Work instruction 1 —
Answer these from the post about going viral on TikTok:
(a) How many followers did the account have when the video was posted?
(b) How many times had the video of the son been seen within about a week?
(c) How old was the son when the video was taken?
Work instruction 2 —
Carry the post about going viral on TikTok forward from its final sentence, "What do they post about?"

Exercise text —
▼▼▼

• Catrina Gardner

I went viral on TikTok. And this is that story.


In the summer of 2021 I was hanging out outside with my 7-month-old son. He had just started pulling himself up to stand and did just that as we were on the deck. He looked so cute and I wanted to capture the milestone, so I took a quick video on my phone. A day or two later as I was scrolling through TikTok, this video showed up on my feed and I thought it was so cute! As one does, I clicked on the audio and paired my own video of my son to it. The video was posted within minutes with hardly a thought going into it.







What happened next was completely unexpected.


At the time that I posted the video, I had about 2,000 followers on TikTok. I’d had some videos get decent traction before. A handful of my posts had reached over 100,000 people. But the majority of my videos were seen less than 1,000 times.


Within maybe a week, my followers shot up to 25,000! The video of my son had been seen 2.6 MILLION times. It had over 200k likes and over 1,000 comments. I was officially claiming “viral status”.



Luckily for me, it was an overall positive experience. The overwhelming majority of comments were positive. There were a handful of negative comments, but they were just trolls and didn’t cause me to lose any sleep.


I did start to wonder… Should I try to monetize off of this? Could I become an influencer? Do I want to? I did post a few follow-up videos. One specifically was to thank all my new followers. Jumping from 2,000 to 25,000 followers- you’d think I’d notice a HUGE difference in engagement on my videos, but I didn’t. Yes, many things I posted after the viral video had slightly higher view counts than previous, but nothing to brag about. It made me wonder about my new followers. Who are they? Do they also have kids? What do they post about?

▲▲▲

Provided material —
▼▼▼

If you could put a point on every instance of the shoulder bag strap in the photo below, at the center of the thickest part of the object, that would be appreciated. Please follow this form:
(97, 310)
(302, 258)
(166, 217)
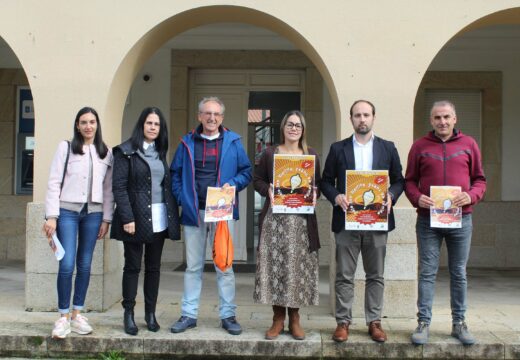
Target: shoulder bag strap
(66, 164)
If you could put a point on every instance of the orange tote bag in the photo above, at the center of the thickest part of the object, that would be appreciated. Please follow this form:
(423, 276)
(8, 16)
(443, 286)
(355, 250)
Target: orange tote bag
(223, 246)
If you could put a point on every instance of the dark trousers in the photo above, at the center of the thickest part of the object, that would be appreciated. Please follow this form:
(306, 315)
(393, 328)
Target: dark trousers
(372, 246)
(152, 271)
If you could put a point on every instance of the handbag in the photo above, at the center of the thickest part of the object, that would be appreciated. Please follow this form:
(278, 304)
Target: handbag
(223, 246)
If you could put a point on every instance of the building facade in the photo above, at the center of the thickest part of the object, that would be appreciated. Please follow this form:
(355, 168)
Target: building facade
(118, 57)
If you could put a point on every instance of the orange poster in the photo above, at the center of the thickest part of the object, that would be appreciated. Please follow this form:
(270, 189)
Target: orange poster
(443, 214)
(219, 204)
(293, 184)
(366, 194)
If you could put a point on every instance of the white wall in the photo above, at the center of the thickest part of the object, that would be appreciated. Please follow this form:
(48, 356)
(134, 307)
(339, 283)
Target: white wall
(494, 48)
(329, 124)
(8, 60)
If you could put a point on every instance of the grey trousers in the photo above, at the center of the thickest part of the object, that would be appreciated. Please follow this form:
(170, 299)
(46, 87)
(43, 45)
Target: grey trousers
(372, 245)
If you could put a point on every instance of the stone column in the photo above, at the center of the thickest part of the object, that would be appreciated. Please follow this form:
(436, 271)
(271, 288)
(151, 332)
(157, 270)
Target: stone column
(41, 269)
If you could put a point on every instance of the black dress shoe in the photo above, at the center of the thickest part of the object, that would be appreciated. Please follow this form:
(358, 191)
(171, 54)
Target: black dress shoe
(130, 326)
(151, 322)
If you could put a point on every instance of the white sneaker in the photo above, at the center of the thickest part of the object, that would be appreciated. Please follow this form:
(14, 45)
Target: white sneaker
(80, 325)
(61, 328)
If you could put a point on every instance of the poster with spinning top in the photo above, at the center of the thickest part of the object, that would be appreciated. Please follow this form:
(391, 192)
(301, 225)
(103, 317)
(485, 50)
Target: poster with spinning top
(366, 192)
(443, 214)
(293, 181)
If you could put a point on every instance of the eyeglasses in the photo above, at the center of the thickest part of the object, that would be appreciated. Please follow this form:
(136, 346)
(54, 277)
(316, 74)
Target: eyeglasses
(291, 126)
(209, 114)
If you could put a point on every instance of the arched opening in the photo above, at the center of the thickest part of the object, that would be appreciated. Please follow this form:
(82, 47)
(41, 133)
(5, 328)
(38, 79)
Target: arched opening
(478, 68)
(16, 166)
(199, 53)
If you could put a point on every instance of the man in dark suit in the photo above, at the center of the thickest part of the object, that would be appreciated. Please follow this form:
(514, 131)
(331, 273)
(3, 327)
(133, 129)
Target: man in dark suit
(361, 151)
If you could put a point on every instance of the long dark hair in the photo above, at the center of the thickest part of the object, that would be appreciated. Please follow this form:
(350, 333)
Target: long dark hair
(303, 139)
(78, 141)
(137, 138)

▲▲▲

Task output 1 —
(a) About 2,000.
(b) 2.6 million times.
(c) 7 months old.

Task output 2 —
As I was wondering this, I was also blocking anyone who left a negative comment on the video. When it comes to my newborn son, I have a zero-tolerance policy for bullying and negativity. Someone would write, “ugly baby” and I’d click over to their profile to block the user.


As I was doing this, I noticed one similarity with all the users who wrote negative comments. They were kids. Judging from their profile photo, username, and videos they uploaded, I guessed that each and every negative commenter was about 8-12 years old. This sparked my curiosity further and I started checking out all my new followers. Kid. Kid. Kid. Kid. Hey, a 30-something-year-old mom! Kid. Kid. Kid. Kid. Kid.


Huh. Now that’s interesting. Now, TikTok analytics doesn’t tell you the ages of your followers. I know that 83% are female. 77% live in the US. And they’re most active at 7 PM.


It made me wonder if I was using TikTok for business… what if I was trying to sell something? Would this viral video have boosted sales? This is just guessing, but I think all it would have done is given me a little bump, but nothing crazy. My new followers are children and they won’t be making purchases! If I were selling a service, I think the outcome would be even less impressive.


My takeaway here is that TikTok really and truly, for the most part, is a kids entertainment app. Of course anyone can be on there, but the very large majority of users are kids. While I do think there’s a market for small business owners to leverage sales on TikTok, I don’t think it’s for everybody. You can read more on my thoughts about using TikTok for selling here.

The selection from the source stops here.